(TASK DETAILS): Please edit the records starting with the line containing "white sleeveless top" and going on through the end of the records, changing "sleeveless top" to "tank top" and leaving everything else as it is.

(INPUT DATA):
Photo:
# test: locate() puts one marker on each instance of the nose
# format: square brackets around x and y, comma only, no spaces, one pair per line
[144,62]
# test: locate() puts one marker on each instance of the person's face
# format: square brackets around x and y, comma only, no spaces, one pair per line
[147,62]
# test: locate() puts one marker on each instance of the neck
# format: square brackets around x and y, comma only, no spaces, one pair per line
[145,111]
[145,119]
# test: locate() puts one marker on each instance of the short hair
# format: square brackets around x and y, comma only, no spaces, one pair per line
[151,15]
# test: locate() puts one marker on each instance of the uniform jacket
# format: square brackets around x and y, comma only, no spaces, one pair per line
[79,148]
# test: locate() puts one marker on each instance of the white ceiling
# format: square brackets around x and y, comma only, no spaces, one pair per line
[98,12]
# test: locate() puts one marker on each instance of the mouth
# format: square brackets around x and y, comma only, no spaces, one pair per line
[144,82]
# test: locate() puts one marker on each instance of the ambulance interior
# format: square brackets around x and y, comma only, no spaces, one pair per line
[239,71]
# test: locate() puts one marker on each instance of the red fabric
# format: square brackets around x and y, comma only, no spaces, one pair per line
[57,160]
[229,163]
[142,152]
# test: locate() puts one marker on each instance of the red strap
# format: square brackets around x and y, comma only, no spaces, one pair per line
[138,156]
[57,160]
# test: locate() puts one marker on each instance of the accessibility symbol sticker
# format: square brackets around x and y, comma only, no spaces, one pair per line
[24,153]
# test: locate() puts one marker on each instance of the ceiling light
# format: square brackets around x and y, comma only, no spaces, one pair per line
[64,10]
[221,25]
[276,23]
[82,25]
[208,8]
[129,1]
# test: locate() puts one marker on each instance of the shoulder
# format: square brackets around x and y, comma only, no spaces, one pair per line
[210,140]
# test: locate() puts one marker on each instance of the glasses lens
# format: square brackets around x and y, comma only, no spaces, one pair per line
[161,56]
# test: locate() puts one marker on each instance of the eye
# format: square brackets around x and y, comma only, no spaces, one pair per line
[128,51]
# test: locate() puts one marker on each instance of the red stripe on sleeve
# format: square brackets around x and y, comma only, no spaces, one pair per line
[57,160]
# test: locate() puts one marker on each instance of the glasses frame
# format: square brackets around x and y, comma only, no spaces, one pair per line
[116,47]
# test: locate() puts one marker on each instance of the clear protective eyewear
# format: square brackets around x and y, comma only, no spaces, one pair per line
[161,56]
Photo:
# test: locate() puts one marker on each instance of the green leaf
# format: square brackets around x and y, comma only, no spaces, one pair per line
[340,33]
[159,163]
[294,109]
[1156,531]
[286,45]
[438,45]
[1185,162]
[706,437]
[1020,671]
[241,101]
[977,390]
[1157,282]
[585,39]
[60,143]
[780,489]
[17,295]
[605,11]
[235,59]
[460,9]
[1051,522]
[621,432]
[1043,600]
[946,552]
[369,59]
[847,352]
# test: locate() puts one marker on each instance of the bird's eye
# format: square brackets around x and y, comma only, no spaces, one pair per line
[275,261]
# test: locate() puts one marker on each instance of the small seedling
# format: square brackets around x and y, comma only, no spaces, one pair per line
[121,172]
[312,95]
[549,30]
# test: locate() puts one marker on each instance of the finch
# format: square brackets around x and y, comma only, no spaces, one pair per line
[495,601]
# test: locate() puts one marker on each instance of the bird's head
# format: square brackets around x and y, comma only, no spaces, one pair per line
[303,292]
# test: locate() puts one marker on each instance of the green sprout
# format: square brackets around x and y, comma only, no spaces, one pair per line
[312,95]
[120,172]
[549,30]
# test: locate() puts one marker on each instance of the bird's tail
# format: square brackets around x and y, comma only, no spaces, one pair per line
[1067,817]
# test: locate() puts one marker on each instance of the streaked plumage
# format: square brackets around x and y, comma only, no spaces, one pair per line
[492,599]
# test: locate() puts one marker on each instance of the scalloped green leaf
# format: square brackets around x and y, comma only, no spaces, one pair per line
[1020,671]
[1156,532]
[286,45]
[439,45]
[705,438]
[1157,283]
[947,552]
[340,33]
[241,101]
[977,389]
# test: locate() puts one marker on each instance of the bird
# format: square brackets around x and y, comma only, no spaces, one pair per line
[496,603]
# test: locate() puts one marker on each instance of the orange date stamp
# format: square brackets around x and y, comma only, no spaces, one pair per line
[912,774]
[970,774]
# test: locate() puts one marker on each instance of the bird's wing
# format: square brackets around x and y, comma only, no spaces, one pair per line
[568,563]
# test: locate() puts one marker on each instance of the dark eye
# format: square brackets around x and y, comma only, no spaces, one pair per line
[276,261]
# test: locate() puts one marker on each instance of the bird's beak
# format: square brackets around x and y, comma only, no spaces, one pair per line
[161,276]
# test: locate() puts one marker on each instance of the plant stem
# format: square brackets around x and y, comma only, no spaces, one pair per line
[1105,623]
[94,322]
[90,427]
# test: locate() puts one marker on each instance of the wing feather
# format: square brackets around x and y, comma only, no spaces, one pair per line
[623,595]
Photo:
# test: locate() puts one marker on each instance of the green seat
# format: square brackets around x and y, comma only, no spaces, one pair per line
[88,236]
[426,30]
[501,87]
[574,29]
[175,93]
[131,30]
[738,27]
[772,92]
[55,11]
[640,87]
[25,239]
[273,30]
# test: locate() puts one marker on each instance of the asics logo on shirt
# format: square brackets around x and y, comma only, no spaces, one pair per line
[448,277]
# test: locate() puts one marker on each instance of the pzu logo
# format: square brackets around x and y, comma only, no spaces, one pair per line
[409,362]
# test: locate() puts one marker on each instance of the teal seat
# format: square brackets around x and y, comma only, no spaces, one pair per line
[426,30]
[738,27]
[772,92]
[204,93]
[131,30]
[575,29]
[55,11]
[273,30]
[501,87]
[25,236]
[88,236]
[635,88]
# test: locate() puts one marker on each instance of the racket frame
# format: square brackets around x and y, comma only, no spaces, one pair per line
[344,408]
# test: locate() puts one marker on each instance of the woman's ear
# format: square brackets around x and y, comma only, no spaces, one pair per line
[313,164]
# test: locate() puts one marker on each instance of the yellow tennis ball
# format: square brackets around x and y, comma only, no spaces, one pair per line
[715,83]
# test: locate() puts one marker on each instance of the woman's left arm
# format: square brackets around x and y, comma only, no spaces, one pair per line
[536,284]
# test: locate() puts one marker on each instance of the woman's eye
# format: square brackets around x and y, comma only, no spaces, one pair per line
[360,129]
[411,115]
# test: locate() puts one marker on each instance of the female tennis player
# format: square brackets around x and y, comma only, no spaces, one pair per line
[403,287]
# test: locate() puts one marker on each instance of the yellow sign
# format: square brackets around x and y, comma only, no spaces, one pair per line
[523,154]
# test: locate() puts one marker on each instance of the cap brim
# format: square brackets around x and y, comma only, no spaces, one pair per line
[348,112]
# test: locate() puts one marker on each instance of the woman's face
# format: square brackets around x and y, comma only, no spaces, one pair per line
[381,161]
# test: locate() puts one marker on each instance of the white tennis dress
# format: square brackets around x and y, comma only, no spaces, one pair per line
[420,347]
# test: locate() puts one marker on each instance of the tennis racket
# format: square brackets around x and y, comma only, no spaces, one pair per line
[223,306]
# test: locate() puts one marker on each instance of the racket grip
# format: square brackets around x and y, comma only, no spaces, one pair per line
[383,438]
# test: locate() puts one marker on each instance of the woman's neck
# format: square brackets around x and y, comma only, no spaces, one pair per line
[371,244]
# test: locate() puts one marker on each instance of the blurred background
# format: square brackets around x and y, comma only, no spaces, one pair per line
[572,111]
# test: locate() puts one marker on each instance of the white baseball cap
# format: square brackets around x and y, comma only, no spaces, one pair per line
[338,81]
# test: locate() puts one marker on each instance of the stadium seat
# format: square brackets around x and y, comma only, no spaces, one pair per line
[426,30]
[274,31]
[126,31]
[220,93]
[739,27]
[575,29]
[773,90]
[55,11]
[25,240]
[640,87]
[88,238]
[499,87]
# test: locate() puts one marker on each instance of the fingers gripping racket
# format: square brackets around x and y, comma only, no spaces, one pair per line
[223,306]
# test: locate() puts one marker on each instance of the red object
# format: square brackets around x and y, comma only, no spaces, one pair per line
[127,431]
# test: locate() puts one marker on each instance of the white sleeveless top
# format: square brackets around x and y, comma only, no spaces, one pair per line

(TASK RESULT):
# test: locate() puts one marker on each instance of the white tank top
# format: square brackets around x and y, comma only, no spaces, one pair per line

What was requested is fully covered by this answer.